━━ Sección del texto

Este año celebro las bodas de plata. 25 años casado con la misma mujer. No se crean que es mérito mío, el mérito es el de la parte contratante que ha sabido llevar, con infinita paciencia y humor, mis rarezas que, dicho sea de paso, no son pocas.

Si sumamos los cuatro años de noviazgo, convendrán conmigo que, visto el panorama social actual, soy (somos) un bicho digno de análisis y estudio sobre la fidelidad a una persona, porque les tengo que reconocer, ahora que no nos oye nadie, que mi actual esposa también fue mi única novia, o sea, me río yo de la puntería de algunos cazadores, en mi caso, 1 de 1.

Pues bien, hace 25 años viajamos a Nueva York (no se olviden de que la parte contratante es del gran Bilbao) y, aparte de la dimensión gigantesca de todas las cosas, me llamó la atención sobremanera, al menos en los puntos turísticos y establecimientos hosteleros que frecuentamos, la fragmentación social palpable.

Así, era fácilmente constatable que los trabajos más elementales, y por ello peor retribuidos, eran ejecutados por personas de origen latino o de raza negra mientras los encargados, jefes y propietarios eran anglosajones.

━━━━
━━ Listado mostrado

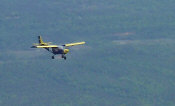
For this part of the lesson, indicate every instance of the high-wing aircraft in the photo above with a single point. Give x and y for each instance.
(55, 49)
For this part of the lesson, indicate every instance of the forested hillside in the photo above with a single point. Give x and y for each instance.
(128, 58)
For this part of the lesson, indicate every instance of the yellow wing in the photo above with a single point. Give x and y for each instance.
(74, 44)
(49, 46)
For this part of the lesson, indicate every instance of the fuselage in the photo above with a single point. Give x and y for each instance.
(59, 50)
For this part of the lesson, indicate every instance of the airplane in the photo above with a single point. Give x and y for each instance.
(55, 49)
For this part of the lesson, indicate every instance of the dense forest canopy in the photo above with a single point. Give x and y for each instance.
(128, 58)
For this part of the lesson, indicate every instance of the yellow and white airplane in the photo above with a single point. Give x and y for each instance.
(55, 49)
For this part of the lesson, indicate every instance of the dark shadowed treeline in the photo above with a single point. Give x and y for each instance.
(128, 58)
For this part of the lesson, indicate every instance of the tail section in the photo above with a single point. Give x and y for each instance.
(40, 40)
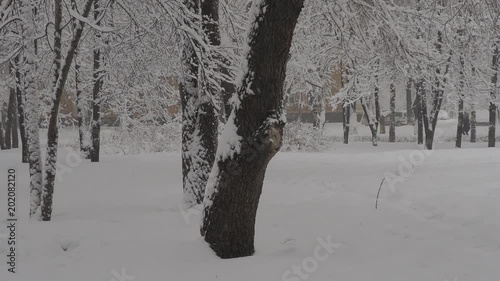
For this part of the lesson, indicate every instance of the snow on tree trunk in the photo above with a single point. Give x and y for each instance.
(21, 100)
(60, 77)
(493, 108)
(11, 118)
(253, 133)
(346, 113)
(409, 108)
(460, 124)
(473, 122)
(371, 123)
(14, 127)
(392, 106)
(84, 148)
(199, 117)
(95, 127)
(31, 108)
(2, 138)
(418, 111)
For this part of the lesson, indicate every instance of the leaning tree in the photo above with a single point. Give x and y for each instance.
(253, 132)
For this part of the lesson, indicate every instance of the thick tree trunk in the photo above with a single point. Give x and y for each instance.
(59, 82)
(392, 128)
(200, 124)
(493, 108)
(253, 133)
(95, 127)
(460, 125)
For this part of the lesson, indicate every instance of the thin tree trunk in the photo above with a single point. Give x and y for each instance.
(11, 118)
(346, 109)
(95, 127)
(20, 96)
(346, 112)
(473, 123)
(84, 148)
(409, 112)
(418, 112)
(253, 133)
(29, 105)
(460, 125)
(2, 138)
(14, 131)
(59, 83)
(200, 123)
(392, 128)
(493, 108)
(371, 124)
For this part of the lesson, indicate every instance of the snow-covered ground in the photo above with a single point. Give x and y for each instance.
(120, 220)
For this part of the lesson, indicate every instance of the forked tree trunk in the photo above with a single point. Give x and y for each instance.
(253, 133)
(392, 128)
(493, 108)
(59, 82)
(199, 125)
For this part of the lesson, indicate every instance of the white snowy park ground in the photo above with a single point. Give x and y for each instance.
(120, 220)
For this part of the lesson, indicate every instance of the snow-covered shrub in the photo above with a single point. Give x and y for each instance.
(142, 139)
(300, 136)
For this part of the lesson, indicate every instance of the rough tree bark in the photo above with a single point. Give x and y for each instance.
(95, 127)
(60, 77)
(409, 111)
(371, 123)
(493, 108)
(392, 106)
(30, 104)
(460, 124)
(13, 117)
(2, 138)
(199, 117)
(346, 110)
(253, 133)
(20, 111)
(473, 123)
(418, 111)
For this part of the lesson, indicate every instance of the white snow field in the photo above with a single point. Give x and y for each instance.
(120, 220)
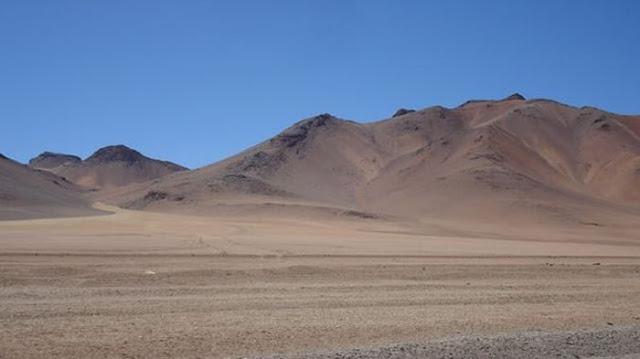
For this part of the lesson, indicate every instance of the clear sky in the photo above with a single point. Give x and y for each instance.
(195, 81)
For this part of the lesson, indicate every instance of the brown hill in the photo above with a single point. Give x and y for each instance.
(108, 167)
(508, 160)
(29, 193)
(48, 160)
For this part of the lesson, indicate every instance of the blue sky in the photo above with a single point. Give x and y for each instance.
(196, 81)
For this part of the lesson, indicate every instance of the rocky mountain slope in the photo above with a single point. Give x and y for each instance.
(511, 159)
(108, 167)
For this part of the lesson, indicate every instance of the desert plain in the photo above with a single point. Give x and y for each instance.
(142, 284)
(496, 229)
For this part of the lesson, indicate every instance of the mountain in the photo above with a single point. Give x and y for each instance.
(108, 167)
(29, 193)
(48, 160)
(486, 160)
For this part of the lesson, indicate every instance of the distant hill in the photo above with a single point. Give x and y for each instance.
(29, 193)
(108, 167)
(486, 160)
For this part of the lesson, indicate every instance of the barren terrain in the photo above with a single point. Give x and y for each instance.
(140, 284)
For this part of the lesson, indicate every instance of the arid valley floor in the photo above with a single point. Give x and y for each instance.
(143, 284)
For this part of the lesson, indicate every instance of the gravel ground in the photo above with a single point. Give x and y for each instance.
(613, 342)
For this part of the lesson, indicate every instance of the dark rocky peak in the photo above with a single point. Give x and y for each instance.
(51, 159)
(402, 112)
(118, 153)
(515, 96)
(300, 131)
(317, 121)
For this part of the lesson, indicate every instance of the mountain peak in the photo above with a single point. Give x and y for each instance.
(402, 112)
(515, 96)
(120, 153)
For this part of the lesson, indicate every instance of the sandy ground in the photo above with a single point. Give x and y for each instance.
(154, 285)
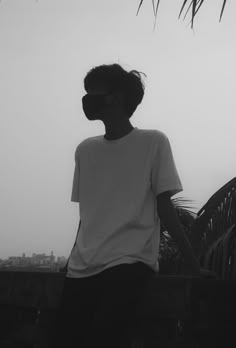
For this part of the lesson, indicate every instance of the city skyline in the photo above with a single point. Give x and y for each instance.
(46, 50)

━━━━

▶ [Reto 1]:
¿Cuántos años de noviazgo menciona el texto de arriba?
▶ [Reto 2]:
Por favor, duplica del texto de arriba el tramo que va desde "Pues bien, hace" hasta "fragmentación social palpable.".
▶ [Reto 3]:
Enumera los cargos que, según el texto de arriba, ocupaban los anglosajones.

▶ [Respuesta 1]:
Cuatro años.

▶ [Respuesta 2]:
Pues bien, hace 25 años viajamos a Nueva York (no se olviden de que la parte contratante es del gran Bilbao) y, aparte de la dimensión gigantesca de todas las cosas, me llamó la atención sobremanera, al menos en los puntos turísticos y establecimientos hosteleros que frecuentamos, la fragmentación social palpable.

▶ [Respuesta 3]:
Encargados, jefes y propietarios.